▶ **Consigne**: Veuillez compter les lignes ci-dessous où figure la chaîne « clicks », en respectant la distinction entre majuscules et minuscules. Donnez seulement ce nombre.

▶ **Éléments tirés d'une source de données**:
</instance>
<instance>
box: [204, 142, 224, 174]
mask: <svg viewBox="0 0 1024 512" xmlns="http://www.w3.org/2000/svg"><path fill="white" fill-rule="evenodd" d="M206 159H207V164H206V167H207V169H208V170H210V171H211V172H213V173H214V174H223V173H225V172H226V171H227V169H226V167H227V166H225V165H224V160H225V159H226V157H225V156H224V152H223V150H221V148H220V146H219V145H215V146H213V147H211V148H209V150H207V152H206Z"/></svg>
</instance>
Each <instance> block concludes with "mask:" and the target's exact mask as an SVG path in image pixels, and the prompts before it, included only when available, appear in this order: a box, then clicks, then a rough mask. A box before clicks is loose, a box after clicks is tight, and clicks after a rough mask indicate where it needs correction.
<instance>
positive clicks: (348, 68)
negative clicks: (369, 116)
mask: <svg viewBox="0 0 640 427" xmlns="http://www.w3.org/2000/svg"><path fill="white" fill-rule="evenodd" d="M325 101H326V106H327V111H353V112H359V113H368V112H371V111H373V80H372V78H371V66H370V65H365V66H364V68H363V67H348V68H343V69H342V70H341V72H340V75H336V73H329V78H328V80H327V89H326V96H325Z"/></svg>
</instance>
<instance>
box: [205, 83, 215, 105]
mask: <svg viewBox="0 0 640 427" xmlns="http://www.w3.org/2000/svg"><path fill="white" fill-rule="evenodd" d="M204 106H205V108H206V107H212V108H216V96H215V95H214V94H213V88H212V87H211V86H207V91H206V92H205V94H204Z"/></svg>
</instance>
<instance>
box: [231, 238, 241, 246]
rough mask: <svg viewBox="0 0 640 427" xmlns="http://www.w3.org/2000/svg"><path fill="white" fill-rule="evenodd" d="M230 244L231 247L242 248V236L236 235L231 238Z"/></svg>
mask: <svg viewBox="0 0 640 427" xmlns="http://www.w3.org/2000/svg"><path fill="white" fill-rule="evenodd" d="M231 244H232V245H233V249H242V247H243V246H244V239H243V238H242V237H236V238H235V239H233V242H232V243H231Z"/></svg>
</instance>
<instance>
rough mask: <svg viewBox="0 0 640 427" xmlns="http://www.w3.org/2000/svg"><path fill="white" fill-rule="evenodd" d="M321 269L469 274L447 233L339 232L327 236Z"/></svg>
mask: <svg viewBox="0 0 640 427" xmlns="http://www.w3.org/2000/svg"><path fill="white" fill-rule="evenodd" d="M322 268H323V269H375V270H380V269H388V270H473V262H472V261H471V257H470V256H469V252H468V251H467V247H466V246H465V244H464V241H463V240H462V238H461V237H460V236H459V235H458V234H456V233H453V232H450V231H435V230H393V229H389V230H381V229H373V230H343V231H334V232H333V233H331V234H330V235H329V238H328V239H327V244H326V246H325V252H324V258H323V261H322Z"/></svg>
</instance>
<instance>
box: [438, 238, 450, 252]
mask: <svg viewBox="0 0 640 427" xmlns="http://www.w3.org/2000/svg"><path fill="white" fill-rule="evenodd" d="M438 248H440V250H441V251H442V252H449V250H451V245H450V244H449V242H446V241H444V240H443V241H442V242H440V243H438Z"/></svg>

▶ **Réponse à l'exercice**: 3